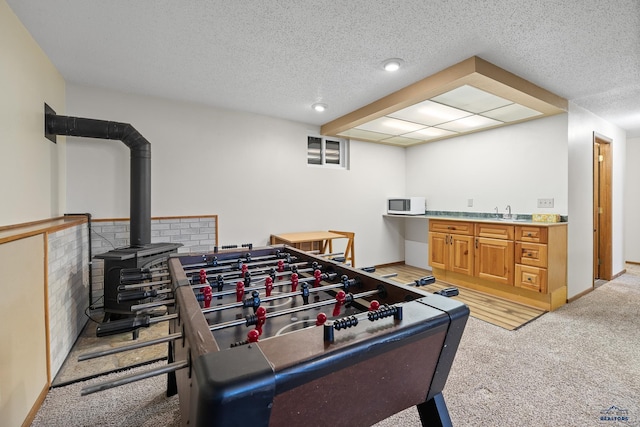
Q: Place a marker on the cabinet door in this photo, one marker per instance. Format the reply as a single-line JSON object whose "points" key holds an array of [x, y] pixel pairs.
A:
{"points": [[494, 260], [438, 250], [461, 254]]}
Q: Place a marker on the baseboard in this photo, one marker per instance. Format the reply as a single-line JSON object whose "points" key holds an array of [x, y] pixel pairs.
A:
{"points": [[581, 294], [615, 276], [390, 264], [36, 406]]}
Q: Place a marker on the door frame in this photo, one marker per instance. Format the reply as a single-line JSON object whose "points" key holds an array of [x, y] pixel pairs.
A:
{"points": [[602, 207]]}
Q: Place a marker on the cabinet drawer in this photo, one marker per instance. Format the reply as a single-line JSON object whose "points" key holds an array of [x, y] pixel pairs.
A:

* * *

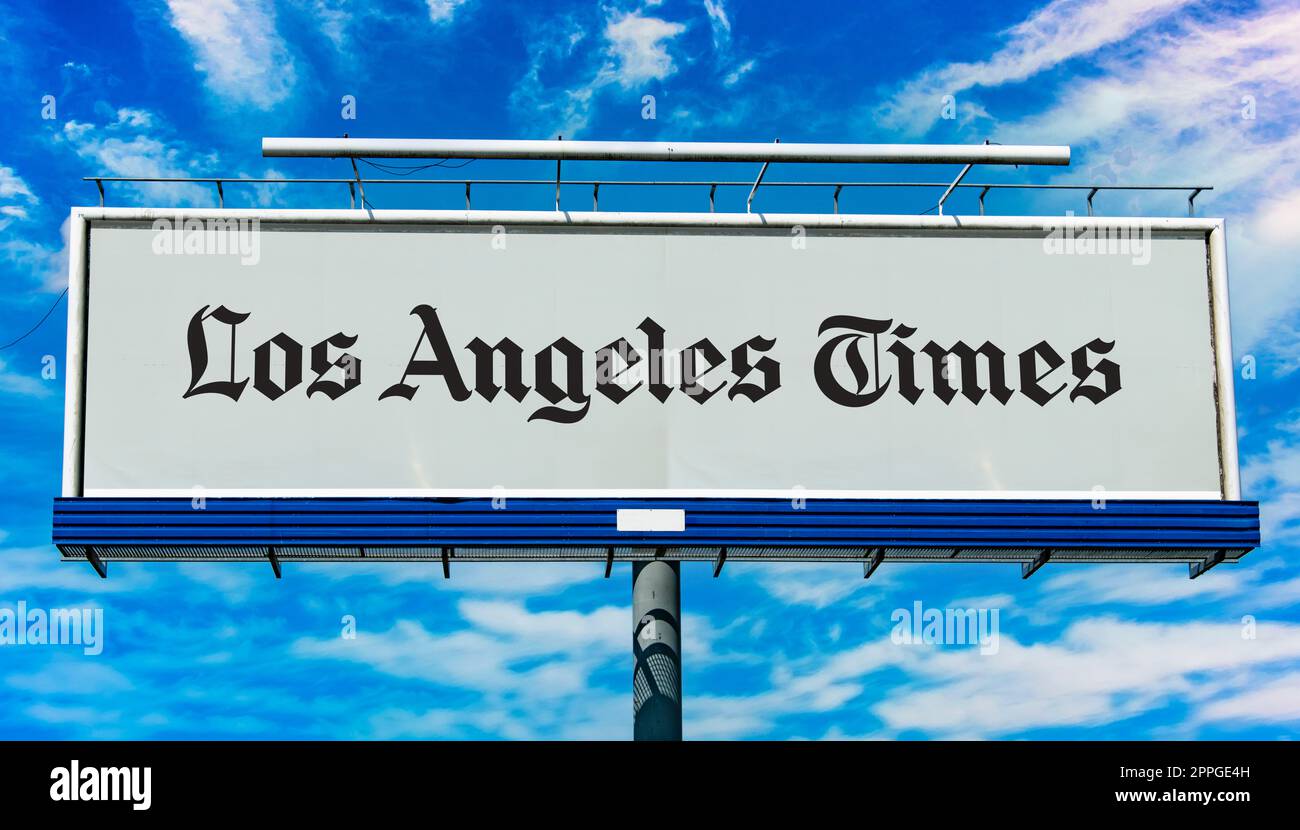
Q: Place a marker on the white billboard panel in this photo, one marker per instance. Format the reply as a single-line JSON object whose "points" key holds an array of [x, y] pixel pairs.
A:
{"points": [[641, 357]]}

---

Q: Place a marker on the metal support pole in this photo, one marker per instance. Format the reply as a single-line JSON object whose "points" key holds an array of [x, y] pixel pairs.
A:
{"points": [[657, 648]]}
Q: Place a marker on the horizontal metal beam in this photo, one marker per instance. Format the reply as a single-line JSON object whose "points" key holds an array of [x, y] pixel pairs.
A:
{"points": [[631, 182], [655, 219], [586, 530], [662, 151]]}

Your objective: Pull out every line of the data above that contains the word "cabinet", treating uppercase and lowercase as different.

Written response:
Q: Place a marker on the cabinet door in this photo, one marker per instance. Format the reply as a single-line JSON object whose "points" key holds an array of [x, y] pixel pairs.
Q: Place a marker on the cabinet drawer in this photo, one marker per instance. Format the reply as a single-line JSON object whose "points" key holds an array of [x, y] pixel pairs.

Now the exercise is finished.